Die Briten sind vollkommen aus dem Häuschen und auch wir freuen uns. Das ist doch deutlich besser, als vorher! Es ist nur eine Frage der Zeit, denn die Lichter flammen auf, verschwinden wieder, um dann wenige Minuten später wieder mit voller Wucht zurückzukommen. Und dann ging es los. Es wurde heller und heller.
Dann da! An einer anderen Stelle fing es auch an!
Es ging ganz schnell, dann leutete alles über und um uns herum in einem wunderbar satten grün. Wir konnten sogar das seltene Purpur sehen, was sich wie ein Band darumlegte.
Wie aus dem Nichts bildete sich eine große Wolke, die immer größer wurde und dann in sich zerbrach - und die Form eines Herzens annahm. Wunderschön!
Zu den grünen Flächen kamen dann plötzlich Linien, die sich wie ein großes Band einmal quer über den Himmel spannten. Die Lichter tanzten hin und her, man konnte es leider gar nicht richtig festhalten.

## DEINE AUFGABE:
Entnimm dem Textauszug über die Polarlichter wortgetreu die Stelle von „Dann da! An“ bis „Herzens annahm. Wunderschön!“.

## DATENSÄTZE:
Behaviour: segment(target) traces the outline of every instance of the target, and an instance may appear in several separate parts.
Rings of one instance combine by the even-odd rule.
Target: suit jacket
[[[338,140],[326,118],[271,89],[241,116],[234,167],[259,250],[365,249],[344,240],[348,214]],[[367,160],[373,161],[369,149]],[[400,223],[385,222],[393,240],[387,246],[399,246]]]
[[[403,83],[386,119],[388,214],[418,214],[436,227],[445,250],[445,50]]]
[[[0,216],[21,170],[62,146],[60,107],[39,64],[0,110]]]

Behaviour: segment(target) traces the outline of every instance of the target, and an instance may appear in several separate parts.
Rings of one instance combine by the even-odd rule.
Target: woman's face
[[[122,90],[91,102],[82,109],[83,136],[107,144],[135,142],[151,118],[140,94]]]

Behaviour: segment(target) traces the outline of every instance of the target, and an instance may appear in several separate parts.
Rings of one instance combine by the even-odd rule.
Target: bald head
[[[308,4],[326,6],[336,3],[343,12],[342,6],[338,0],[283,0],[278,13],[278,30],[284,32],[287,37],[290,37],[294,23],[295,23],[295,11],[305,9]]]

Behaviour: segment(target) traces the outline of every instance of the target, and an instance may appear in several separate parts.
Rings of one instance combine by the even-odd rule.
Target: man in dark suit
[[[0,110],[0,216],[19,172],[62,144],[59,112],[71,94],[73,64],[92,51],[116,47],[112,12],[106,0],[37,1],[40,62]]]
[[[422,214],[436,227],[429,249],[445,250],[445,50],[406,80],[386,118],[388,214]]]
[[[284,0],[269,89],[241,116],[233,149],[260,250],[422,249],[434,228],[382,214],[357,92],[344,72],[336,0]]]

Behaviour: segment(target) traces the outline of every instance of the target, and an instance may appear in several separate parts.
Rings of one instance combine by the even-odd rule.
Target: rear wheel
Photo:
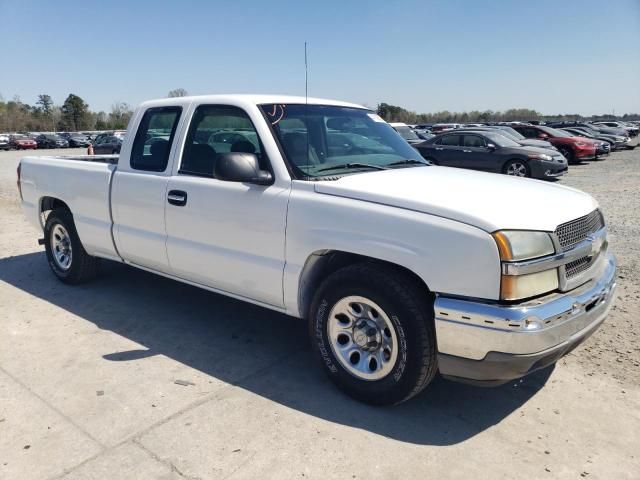
[[[362,263],[330,275],[311,305],[309,333],[329,378],[366,403],[408,400],[437,370],[433,303],[393,267]]]
[[[531,169],[529,165],[523,160],[509,160],[505,163],[504,168],[502,170],[506,175],[511,175],[512,177],[530,177]]]
[[[98,259],[89,255],[67,209],[53,210],[44,227],[45,250],[51,270],[64,283],[83,283],[94,278]]]

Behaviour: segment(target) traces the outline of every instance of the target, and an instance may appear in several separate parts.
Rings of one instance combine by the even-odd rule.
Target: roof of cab
[[[329,100],[325,98],[309,97],[292,95],[255,95],[255,94],[225,94],[225,95],[197,95],[188,97],[171,97],[161,98],[157,100],[149,100],[140,104],[141,107],[149,108],[155,106],[170,106],[170,105],[186,105],[193,102],[197,103],[222,103],[222,104],[252,104],[262,105],[271,103],[288,103],[288,104],[309,104],[309,105],[333,105],[339,107],[352,107],[352,108],[364,108],[362,105],[355,103],[341,102],[339,100]]]

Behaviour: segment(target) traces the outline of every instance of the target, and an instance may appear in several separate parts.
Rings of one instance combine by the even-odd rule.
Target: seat
[[[182,170],[189,173],[213,175],[217,154],[215,149],[206,143],[194,143],[186,152],[182,162]]]
[[[238,140],[231,145],[232,152],[256,153],[256,147],[249,140]]]
[[[290,160],[297,166],[320,164],[314,148],[309,145],[307,150],[307,135],[304,133],[287,133],[282,137],[282,143]]]

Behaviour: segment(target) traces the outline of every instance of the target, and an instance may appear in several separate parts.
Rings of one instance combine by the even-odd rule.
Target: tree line
[[[184,88],[171,90],[168,97],[187,95]],[[0,95],[0,132],[64,132],[84,130],[123,130],[127,128],[133,108],[115,102],[110,112],[93,112],[80,96],[70,93],[62,105],[50,95],[40,94],[33,105],[15,96],[5,101]]]
[[[184,88],[171,90],[168,97],[187,95]],[[378,115],[388,122],[416,123],[473,123],[502,122],[514,120],[639,120],[640,114],[622,116],[594,115],[584,117],[578,114],[543,115],[529,108],[512,108],[505,111],[473,110],[471,112],[416,113],[397,105],[379,103]],[[5,101],[0,95],[0,132],[48,132],[83,130],[122,130],[127,128],[133,114],[131,106],[115,102],[110,112],[93,112],[80,96],[70,93],[62,105],[56,105],[50,95],[38,95],[30,105],[15,96]]]
[[[511,108],[503,112],[494,110],[485,110],[483,112],[473,110],[471,112],[449,112],[444,110],[435,113],[416,113],[397,105],[388,103],[379,103],[377,113],[387,122],[403,122],[408,124],[419,123],[484,123],[484,122],[511,122],[511,121],[531,121],[531,120],[556,120],[556,121],[575,121],[575,120],[606,120],[616,118],[620,120],[640,120],[640,114],[631,113],[622,116],[613,115],[592,115],[585,117],[577,113],[574,114],[558,114],[543,115],[536,110],[530,108]]]

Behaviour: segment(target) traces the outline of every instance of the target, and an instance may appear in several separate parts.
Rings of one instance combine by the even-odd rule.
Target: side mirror
[[[273,175],[260,170],[258,157],[253,153],[230,152],[221,153],[213,168],[213,176],[226,182],[255,183],[271,185]]]

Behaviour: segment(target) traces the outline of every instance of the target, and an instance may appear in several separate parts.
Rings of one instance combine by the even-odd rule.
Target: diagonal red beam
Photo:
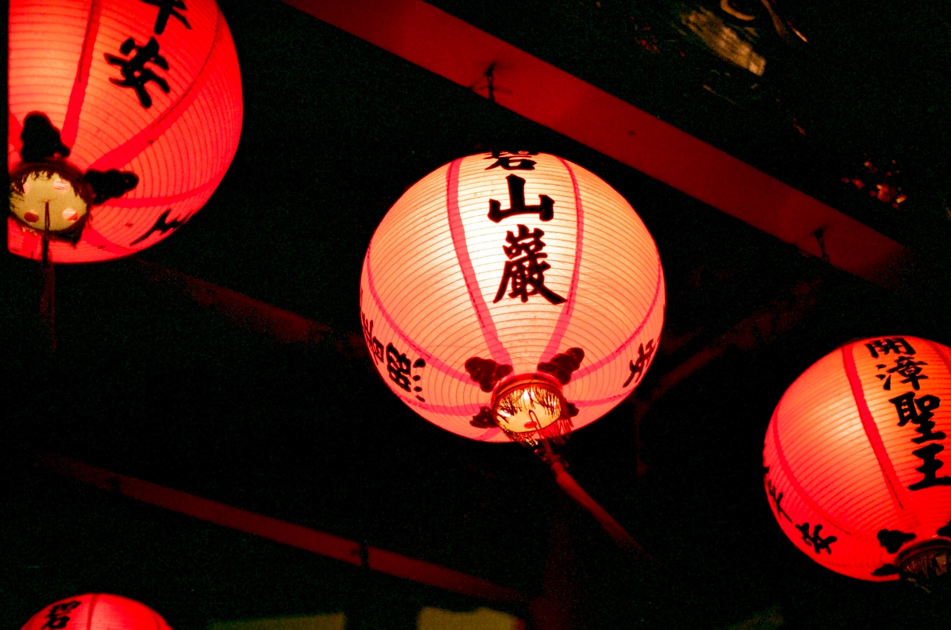
[[[284,0],[831,264],[898,288],[914,255],[795,188],[421,0]],[[488,96],[488,93],[485,94]]]
[[[104,490],[111,490],[130,499],[266,538],[281,544],[312,551],[358,566],[365,566],[374,571],[485,600],[495,601],[529,600],[529,596],[520,591],[500,586],[467,573],[378,547],[361,545],[359,543],[340,536],[121,475],[68,457],[40,453],[36,455],[34,461],[39,468],[51,470],[68,479]]]

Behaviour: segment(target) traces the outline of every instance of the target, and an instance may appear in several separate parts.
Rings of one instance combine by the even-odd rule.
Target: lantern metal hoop
[[[913,582],[947,574],[951,564],[951,542],[927,541],[905,550],[898,558],[899,575]]]

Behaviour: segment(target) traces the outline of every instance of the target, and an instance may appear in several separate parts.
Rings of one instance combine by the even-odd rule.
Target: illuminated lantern
[[[664,276],[631,205],[545,154],[460,158],[399,198],[360,278],[363,333],[391,390],[476,440],[584,427],[643,378]]]
[[[242,124],[214,0],[11,0],[9,43],[10,252],[127,256],[207,200]]]
[[[769,421],[773,514],[796,546],[838,573],[944,573],[949,437],[951,348],[911,336],[845,344],[789,386]]]
[[[134,600],[87,593],[54,601],[22,630],[171,630],[157,612]]]

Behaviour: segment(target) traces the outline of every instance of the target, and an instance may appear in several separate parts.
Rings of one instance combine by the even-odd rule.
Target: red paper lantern
[[[664,275],[631,205],[553,155],[460,158],[399,198],[360,278],[377,369],[430,422],[535,442],[593,422],[660,341]]]
[[[22,630],[171,630],[157,612],[134,600],[87,593],[54,601]]]
[[[10,251],[133,254],[207,200],[238,146],[238,57],[214,0],[12,0]]]
[[[804,553],[838,573],[879,582],[941,574],[951,552],[949,435],[951,348],[911,336],[845,344],[789,386],[769,421],[763,462],[773,514]]]

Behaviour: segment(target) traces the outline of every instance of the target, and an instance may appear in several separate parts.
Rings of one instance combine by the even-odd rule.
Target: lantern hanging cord
[[[568,473],[567,465],[560,455],[552,450],[552,445],[548,440],[543,440],[541,445],[534,449],[535,454],[552,468],[554,474],[554,481],[565,494],[570,496],[576,504],[584,507],[601,525],[608,535],[611,536],[617,544],[633,554],[639,561],[650,561],[655,566],[666,569],[657,559],[649,554],[647,550],[635,541],[627,530],[614,520],[591,495],[578,485],[574,478]]]
[[[49,225],[49,207],[47,204],[47,226]],[[40,241],[40,282],[43,290],[40,293],[40,318],[44,327],[49,331],[49,344],[52,352],[56,351],[56,272],[53,261],[49,259],[49,230],[44,230]]]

## LÖSUNG:
Dann da! An einer anderen Stelle fing es auch an!
Es ging ganz schnell, dann leutete alles über und um uns herum in einem wunderbar satten grün. Wir konnten sogar das seltene Purpur sehen, was sich wie ein Band darumlegte.
Wie aus dem Nichts bildete sich eine große Wolke, die immer größer wurde und dann in sich zerbrach - und die Form eines Herzens annahm. Wunderschön!